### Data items
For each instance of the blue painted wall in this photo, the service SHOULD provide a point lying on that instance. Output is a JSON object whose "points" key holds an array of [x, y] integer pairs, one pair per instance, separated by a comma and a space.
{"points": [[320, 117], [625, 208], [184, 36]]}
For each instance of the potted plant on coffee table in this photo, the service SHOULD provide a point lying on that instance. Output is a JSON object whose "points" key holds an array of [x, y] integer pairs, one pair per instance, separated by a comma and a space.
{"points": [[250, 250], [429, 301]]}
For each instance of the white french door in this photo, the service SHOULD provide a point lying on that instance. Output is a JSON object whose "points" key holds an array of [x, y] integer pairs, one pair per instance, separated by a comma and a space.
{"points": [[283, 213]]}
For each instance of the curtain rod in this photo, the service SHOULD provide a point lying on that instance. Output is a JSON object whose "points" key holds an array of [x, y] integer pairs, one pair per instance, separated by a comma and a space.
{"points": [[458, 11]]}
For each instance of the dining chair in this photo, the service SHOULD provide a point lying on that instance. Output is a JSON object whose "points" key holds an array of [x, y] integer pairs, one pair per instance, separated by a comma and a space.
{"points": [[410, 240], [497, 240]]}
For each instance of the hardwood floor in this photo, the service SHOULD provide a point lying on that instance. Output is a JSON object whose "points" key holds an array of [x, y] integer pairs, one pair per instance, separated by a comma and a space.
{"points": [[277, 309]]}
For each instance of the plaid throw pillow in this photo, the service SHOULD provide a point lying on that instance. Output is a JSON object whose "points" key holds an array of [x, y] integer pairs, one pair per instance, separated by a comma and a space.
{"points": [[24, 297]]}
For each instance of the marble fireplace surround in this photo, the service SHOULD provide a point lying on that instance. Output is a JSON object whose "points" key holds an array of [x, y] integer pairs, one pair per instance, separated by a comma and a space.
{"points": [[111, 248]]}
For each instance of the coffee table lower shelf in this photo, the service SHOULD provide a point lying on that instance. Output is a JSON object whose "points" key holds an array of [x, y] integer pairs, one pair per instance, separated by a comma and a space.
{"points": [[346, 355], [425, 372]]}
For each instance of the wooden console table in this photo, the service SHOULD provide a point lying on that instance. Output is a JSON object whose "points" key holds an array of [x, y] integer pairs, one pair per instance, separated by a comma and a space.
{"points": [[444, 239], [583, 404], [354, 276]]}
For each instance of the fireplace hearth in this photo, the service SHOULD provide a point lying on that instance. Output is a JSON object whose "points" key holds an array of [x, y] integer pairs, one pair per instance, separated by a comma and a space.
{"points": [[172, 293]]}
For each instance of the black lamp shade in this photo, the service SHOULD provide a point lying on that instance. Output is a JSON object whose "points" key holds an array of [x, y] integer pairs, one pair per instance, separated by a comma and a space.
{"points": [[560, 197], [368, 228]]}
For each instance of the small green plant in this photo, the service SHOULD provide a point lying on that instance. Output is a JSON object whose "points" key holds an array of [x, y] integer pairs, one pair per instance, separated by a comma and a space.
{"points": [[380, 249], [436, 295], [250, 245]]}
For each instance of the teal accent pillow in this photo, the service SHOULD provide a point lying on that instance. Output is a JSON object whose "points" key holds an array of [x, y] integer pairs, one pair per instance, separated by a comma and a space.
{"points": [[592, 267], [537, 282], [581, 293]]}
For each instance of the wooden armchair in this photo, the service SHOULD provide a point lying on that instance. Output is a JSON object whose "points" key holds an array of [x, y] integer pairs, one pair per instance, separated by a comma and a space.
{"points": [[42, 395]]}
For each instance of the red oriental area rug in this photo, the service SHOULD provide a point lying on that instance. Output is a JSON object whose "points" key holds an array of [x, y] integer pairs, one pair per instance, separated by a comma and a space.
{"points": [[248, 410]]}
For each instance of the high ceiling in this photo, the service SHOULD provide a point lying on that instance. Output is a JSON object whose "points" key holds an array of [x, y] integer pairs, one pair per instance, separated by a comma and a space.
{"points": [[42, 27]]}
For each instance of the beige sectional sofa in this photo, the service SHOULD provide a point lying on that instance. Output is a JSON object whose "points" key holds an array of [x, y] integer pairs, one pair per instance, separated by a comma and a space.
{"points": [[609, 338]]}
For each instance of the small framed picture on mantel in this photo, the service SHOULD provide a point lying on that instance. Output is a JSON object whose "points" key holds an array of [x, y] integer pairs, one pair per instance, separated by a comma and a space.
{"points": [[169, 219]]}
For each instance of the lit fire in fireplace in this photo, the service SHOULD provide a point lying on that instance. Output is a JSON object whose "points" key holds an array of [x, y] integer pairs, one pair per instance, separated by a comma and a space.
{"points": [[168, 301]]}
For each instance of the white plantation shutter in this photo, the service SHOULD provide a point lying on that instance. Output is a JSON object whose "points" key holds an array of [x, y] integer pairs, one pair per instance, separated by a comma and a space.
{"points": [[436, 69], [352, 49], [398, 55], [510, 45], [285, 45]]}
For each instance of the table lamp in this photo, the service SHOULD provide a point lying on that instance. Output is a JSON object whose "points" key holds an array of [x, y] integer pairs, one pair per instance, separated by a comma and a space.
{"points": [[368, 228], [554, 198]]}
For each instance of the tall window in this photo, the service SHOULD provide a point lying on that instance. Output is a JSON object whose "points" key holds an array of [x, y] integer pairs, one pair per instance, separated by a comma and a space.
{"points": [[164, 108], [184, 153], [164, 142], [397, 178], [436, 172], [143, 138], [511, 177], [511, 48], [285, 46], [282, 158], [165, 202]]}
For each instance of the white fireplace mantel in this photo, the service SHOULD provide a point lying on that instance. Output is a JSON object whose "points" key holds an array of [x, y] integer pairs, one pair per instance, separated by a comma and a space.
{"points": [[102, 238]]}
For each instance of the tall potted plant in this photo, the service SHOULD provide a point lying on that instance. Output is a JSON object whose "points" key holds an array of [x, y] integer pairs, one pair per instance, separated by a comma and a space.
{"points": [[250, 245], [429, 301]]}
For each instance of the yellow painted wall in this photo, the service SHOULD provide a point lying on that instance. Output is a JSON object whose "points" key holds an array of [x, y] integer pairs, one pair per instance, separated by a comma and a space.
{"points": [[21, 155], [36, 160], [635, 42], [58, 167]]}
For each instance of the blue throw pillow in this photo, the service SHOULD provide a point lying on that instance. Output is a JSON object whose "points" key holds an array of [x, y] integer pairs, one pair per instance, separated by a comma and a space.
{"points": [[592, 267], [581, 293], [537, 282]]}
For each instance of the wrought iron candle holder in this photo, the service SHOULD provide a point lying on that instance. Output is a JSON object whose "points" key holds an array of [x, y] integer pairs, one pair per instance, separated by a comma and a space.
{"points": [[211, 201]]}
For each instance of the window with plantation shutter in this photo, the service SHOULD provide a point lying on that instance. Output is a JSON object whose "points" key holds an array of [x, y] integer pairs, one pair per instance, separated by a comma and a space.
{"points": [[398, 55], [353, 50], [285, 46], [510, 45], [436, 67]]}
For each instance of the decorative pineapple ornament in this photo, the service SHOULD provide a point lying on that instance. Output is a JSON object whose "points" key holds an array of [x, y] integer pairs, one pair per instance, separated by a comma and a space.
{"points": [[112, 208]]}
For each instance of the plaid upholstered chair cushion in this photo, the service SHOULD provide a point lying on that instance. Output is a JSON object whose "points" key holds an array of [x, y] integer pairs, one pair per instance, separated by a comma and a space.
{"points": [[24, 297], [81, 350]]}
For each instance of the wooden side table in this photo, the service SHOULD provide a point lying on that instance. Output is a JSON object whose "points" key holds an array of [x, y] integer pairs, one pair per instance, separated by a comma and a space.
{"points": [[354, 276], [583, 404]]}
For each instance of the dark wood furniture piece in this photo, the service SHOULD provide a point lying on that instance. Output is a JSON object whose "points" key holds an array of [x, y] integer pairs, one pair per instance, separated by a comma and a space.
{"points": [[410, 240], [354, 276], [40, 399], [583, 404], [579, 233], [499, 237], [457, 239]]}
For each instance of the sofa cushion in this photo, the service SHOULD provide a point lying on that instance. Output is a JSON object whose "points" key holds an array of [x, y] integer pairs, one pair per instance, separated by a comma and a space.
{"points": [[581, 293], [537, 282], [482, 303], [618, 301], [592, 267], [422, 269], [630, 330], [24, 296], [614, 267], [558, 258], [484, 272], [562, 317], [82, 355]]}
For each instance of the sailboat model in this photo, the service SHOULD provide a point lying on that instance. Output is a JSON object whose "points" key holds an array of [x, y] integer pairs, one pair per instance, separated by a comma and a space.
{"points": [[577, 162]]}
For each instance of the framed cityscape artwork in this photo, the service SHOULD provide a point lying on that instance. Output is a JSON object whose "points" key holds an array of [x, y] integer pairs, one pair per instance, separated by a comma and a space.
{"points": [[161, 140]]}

### Activity
Could you give again exactly the lines from the line containing "For each instance of the decorative" through the final line of the data above, and no others?

### Solution
For each instance of the decorative pineapple ornament in this photo, the service SHOULD provide a point lying on that instance. Output is a JSON object whose "points" key holds an array of [x, y] integer pairs, one pair per instance, separated by a comma and a space.
{"points": [[112, 208]]}
For each instance of the plaid upholstered chair cushion in this photo, the service SHOULD provide a point lying on that instance. Output is a JSON object whose "points" key holds an array of [x, y] integer pairs, one pair per instance, separated by a comma and a space.
{"points": [[24, 297], [81, 350]]}
For each instance of the wooden side table in this photo, the service SHOULD provide a point lying on that instance. Output is a JSON object whose "points" key holds an array of [x, y] integer pairs, one pair per instance, separated by a comma and a space.
{"points": [[354, 276], [583, 404]]}
For each instance of the dark wood furniture piece in this photo, the service SHOULD provide a point lying on that instance. Output is a JSON object whose "points" key holds an array of [x, y] integer pairs, one pair per instance, separated by a comma and a space.
{"points": [[410, 240], [354, 276], [40, 399], [583, 404], [579, 233], [499, 237], [457, 239]]}
For each instance of the sofa cushion in this photo, the service SHOULD provide a point lying on that instance. Output is a JSON object whose "points" key holds an array of [x, y] integer pairs, one pair per instance, separated by a comma and a space.
{"points": [[581, 293], [537, 282], [482, 303], [618, 301], [592, 267], [422, 269], [630, 330], [24, 296], [614, 267], [558, 258], [484, 272], [562, 317], [82, 355]]}
For each instance of the sailboat model in this photo, the service SHOULD provide a point lying on that instance. Output is a JSON object whose "points" key holds an array of [x, y] integer pairs, one pair per instance, separated by a comma and a space.
{"points": [[577, 162]]}
For each instance of the framed cityscape artwork in this photo, the service SHOULD provide a point lying on that instance. Output is a JSON object whose "points" key holds an array of [x, y] integer pairs, one pair per instance, separated by a comma and a space.
{"points": [[161, 140]]}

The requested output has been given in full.